** START DATA LISTING **

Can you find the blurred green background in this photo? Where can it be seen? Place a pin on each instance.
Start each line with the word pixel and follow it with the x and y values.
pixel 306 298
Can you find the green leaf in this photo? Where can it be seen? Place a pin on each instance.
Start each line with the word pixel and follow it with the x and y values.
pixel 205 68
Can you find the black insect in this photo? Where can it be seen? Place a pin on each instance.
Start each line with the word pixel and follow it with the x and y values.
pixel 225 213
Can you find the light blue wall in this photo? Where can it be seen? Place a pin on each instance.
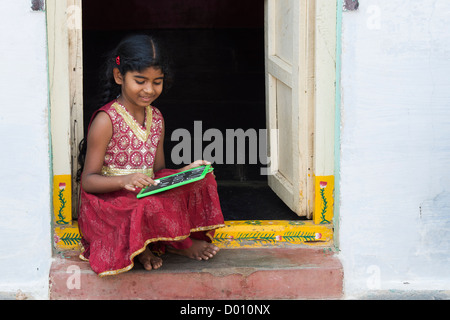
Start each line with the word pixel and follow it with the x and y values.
pixel 395 146
pixel 25 226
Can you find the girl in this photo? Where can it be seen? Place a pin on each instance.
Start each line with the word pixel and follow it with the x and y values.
pixel 124 154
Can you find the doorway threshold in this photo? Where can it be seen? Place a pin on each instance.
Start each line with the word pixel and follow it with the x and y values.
pixel 257 273
pixel 273 233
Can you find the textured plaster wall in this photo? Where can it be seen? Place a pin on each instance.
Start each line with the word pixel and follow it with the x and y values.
pixel 25 227
pixel 395 146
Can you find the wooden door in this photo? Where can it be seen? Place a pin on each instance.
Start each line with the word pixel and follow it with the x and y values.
pixel 289 56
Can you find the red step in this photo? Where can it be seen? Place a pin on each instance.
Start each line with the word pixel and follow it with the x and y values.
pixel 266 273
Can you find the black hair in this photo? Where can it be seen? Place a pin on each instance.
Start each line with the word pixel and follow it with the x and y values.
pixel 133 53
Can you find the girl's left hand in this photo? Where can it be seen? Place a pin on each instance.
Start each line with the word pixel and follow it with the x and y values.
pixel 196 164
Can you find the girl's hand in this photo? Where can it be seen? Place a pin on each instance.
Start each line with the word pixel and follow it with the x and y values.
pixel 196 164
pixel 138 180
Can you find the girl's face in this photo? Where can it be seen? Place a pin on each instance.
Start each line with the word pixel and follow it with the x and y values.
pixel 140 89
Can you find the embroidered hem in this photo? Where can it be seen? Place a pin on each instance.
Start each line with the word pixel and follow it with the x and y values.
pixel 146 243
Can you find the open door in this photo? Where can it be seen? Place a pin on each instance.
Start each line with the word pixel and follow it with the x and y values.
pixel 289 37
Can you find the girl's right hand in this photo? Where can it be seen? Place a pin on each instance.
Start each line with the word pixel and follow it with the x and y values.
pixel 138 180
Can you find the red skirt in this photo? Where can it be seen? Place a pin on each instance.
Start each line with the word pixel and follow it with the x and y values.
pixel 116 226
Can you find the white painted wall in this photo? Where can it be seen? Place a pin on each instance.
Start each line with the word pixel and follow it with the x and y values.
pixel 395 145
pixel 25 226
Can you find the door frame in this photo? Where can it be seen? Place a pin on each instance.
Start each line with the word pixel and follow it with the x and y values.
pixel 64 28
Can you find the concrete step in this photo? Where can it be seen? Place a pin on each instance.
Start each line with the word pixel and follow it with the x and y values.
pixel 254 273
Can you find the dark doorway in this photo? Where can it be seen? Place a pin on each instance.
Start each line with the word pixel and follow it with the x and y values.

** END DATA LISTING **

■ WHAT THIS TASK INVOLVES ■
Reproduce the data word for word, starting at its first line and ending at the line that contains "pixel 266 273". Leave the pictures out of your answer.

■ WRITTEN SOLUTION ■
Can you find the blurred green background in this photo? Where can it be seen? Place a pin on each instance.
Start each line with the word pixel and follow it with the x and y values.
pixel 306 298
Can you find the green leaf in this photo? Where can it be seen? Place a pin on each instance.
Start each line with the word pixel and follow it with the x and y values.
pixel 205 68
Can you find the black insect in this photo? Where can it be seen? Place a pin on each instance.
Start each line with the word pixel and follow it with the x and y values.
pixel 225 213
Can you find the light blue wall in this photo? Where can it be seen? Place a pin on each instance.
Start each line with the word pixel and follow it with the x and y values.
pixel 395 146
pixel 25 226
Can you find the girl in this photo? Where can it be seen? Place a pin on each instance.
Start each line with the word pixel and follow it with the x and y values.
pixel 124 154
Can you find the doorway threshold in this photo? Where can it be seen? Place a pin on each instance.
Start each line with the word pixel and follow it with the x and y values.
pixel 257 273
pixel 273 233
Can you find the textured plaster wall in this photo? Where can it be seen? Place a pin on each instance.
Start each line with the word pixel and follow it with the x and y values.
pixel 25 227
pixel 395 146
Can you find the wooden door in this photo? Where can it be seen? Place a pin on each instance.
Start each line with the word pixel and follow it with the x and y values.
pixel 289 56
Can you find the red step in this photo? Where can it be seen? Place a pin on each instance.
Start each line with the word pixel and follow it with the x and y values.
pixel 266 273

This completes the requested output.